**Stated problem A**. Summarize the natural gas demand passage in two sentences.
**Stated problem B**. Reproduce the entries line for line, starting at their first line and going on through the line that contains "<point>1071,721</point>".

Demand for natural gas as a pipeline fuel and a lease and plant fuel increased 38.6% over the longer period to 1.951 tcf in 1997.
Utility demand has been very volatile. This is the sector where natural gas has the most intense competition from other fuels. Utility demand reached a recent high of 3.197 tcf in 1995 then fell to 2.732 tcf in 1996. Demand increased 8.7% in 1997 to 2.969 tcf, when it was up 14.1% from the level in 1986.
A sharp increase in gas prices was the major reason for the drop in utility demand in 1996. Prices were even higher in 1997, but strong economic growth and reduced output at nuclear plants helped to boost utility demand for gas.
In 1998 gas demand is expected to increase in the utility and industrial sectors due to prices lower than a year ago and strong economic growth. The warm winter will slow demand growth in the commercial sector and push demand down in the residential sector.
According to the Energy Information Administration (EIA), the cost of coal for steam electric utilities dropped steadily from $1.455/MMBTU in 1990 to $1.273/MMBTU in 1997. The cost of natural gas for these utilities was $2.321/MMBTU in 1990, moved up to $2.56/MMBTU in 1993, slipped to $1.984/MMBTU in 1995, then jumped to $2.641/MMBTU in 1996 and $2.76/MMBTU in 1997. This improved the competitive advantages of coal and even heavy fuel oil.
Electric utility consumption of natural gas moved up last year despite the price increase. Strong demand for electric power and the decline in nuclear output more than offset the impact of the higher prices.

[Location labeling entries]
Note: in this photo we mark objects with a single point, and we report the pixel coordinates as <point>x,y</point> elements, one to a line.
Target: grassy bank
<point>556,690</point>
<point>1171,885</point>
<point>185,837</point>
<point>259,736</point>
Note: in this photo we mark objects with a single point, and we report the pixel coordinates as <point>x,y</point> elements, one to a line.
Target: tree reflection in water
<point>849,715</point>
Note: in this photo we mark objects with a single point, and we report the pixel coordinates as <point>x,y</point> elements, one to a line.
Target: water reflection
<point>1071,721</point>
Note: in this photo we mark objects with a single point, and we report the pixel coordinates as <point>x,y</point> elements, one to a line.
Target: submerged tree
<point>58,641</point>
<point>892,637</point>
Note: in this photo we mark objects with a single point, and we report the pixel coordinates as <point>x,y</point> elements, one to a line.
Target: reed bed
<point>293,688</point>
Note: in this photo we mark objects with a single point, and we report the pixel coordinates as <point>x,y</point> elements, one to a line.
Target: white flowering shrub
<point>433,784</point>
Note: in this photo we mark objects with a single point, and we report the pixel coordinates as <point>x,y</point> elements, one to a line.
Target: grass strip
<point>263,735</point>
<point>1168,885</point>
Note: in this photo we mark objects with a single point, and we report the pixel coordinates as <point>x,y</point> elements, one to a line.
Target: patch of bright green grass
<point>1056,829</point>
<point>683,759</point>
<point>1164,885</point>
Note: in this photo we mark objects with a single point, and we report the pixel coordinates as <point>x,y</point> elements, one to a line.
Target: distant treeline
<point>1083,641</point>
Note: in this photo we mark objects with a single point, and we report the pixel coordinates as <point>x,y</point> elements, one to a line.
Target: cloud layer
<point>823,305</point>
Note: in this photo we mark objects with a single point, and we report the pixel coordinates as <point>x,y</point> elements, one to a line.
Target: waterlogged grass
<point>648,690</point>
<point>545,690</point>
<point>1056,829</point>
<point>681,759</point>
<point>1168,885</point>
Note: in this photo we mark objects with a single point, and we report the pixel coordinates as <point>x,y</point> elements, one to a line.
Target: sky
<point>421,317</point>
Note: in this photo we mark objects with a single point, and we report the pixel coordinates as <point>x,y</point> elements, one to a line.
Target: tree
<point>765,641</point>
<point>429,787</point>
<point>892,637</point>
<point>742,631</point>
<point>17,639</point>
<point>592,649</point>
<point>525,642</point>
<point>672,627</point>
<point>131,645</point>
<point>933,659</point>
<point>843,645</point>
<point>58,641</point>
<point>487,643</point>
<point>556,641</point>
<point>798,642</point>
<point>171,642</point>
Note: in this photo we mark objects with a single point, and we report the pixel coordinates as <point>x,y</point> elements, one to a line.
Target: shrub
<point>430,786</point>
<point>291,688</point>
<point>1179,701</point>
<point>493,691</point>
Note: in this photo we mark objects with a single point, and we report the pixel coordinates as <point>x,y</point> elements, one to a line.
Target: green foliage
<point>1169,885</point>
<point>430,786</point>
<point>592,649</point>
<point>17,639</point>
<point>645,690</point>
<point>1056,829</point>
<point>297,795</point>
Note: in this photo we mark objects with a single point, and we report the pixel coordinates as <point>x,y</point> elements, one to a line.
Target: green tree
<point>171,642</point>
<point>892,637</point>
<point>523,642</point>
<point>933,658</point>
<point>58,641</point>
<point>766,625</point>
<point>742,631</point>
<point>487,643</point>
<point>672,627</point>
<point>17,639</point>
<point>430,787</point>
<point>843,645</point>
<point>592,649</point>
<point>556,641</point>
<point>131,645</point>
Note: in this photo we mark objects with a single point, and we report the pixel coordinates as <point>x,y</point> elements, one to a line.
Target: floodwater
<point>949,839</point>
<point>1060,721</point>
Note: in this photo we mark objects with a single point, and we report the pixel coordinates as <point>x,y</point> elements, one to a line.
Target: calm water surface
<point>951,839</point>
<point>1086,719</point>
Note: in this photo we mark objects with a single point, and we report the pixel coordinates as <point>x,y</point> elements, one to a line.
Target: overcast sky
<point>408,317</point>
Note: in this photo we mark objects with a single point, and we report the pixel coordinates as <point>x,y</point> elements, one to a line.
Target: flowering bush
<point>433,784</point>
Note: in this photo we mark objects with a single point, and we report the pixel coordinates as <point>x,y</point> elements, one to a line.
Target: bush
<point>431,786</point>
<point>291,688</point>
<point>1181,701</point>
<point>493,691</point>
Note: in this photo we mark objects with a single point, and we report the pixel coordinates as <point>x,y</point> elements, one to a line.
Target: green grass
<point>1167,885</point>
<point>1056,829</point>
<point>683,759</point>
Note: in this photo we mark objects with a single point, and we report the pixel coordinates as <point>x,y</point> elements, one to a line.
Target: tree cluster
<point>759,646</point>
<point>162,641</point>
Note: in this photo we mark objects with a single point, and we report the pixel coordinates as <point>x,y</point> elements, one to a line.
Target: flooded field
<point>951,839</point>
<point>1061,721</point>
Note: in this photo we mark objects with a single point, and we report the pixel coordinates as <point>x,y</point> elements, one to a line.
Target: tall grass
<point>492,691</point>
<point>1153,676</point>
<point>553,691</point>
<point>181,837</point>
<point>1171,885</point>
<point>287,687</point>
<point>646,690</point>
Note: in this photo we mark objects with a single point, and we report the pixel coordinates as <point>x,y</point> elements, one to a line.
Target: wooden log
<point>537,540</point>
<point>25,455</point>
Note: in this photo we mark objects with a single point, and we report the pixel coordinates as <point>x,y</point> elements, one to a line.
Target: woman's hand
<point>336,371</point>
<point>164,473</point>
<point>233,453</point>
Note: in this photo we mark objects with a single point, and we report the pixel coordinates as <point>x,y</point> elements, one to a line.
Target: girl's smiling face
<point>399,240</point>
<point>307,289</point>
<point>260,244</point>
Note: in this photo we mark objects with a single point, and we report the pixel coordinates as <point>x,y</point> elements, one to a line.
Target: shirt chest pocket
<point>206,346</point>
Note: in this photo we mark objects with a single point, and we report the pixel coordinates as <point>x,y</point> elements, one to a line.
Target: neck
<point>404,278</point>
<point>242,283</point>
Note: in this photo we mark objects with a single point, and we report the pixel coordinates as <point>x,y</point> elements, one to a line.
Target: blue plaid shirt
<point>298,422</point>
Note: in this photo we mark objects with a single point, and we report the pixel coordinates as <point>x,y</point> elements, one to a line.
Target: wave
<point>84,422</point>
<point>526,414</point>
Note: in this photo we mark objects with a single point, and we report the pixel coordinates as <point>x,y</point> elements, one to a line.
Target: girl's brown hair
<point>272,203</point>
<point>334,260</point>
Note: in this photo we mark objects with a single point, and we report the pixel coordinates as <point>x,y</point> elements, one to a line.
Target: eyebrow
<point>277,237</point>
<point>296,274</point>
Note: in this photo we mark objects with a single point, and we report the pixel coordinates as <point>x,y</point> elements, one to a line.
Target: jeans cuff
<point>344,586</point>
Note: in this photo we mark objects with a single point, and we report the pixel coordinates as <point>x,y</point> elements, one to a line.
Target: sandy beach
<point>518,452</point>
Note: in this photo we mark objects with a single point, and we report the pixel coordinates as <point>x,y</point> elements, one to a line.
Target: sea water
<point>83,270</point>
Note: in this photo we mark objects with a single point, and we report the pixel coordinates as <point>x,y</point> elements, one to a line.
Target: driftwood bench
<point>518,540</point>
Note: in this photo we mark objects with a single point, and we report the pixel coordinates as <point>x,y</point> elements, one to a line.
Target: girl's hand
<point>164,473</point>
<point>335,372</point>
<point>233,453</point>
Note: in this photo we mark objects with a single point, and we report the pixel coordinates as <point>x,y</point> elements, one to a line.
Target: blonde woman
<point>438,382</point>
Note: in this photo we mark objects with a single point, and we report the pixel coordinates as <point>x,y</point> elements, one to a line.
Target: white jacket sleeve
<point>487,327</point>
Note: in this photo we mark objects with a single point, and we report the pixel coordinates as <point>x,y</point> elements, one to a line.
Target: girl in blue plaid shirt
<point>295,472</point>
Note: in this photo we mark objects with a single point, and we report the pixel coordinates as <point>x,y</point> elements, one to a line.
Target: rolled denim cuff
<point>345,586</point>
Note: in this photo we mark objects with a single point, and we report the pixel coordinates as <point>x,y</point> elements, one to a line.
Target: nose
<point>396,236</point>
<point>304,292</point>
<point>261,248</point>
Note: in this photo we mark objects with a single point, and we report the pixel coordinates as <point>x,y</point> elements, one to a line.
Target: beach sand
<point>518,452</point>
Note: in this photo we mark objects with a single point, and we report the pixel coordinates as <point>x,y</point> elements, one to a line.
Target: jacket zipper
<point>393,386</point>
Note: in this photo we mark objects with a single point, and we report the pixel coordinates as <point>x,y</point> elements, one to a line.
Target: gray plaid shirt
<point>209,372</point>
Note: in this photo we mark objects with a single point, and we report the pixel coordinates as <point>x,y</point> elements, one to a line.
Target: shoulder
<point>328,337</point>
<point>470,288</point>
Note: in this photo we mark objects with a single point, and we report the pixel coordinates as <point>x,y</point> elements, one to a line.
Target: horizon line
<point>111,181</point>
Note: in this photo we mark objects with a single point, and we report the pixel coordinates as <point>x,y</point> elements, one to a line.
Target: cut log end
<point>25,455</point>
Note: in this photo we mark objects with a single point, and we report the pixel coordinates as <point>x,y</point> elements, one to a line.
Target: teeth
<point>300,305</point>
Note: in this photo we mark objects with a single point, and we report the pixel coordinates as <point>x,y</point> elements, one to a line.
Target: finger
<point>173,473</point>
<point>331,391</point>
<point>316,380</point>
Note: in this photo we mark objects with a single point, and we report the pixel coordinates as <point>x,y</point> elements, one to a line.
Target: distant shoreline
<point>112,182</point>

**Full output A**. Utility demand for natural gas has been volatile, falling in 1996 mainly because of a sharp rise in gas prices and then increasing 8.7% in 1997 to 2.969 tcf as strong economic growth and reduced nuclear output more than offset even higher prices. Utility costs for coal fell steadily from 1990 to 1997 while gas costs rose to $2.76/MMBTU in 1997, and in 1998 gas demand is expected to increase in the utility and industrial sectors but to be slowed in the commercial sector and pushed down in the residential sector by the warm winter.

**Full output B**.
Note: in this photo we mark objects with a single point, and we report the pixel coordinates as <point>x,y</point> elements, one to a line.
Target: grassy bank
<point>556,690</point>
<point>1171,885</point>
<point>185,837</point>
<point>259,736</point>
Note: in this photo we mark objects with a single point, and we report the pixel coordinates as <point>x,y</point> elements, one to a line.
Target: tree reflection in water
<point>849,715</point>
Note: in this photo we mark objects with a single point, and we report the pixel coordinates as <point>x,y</point> elements, one to a line.
Target: water reflection
<point>1071,721</point>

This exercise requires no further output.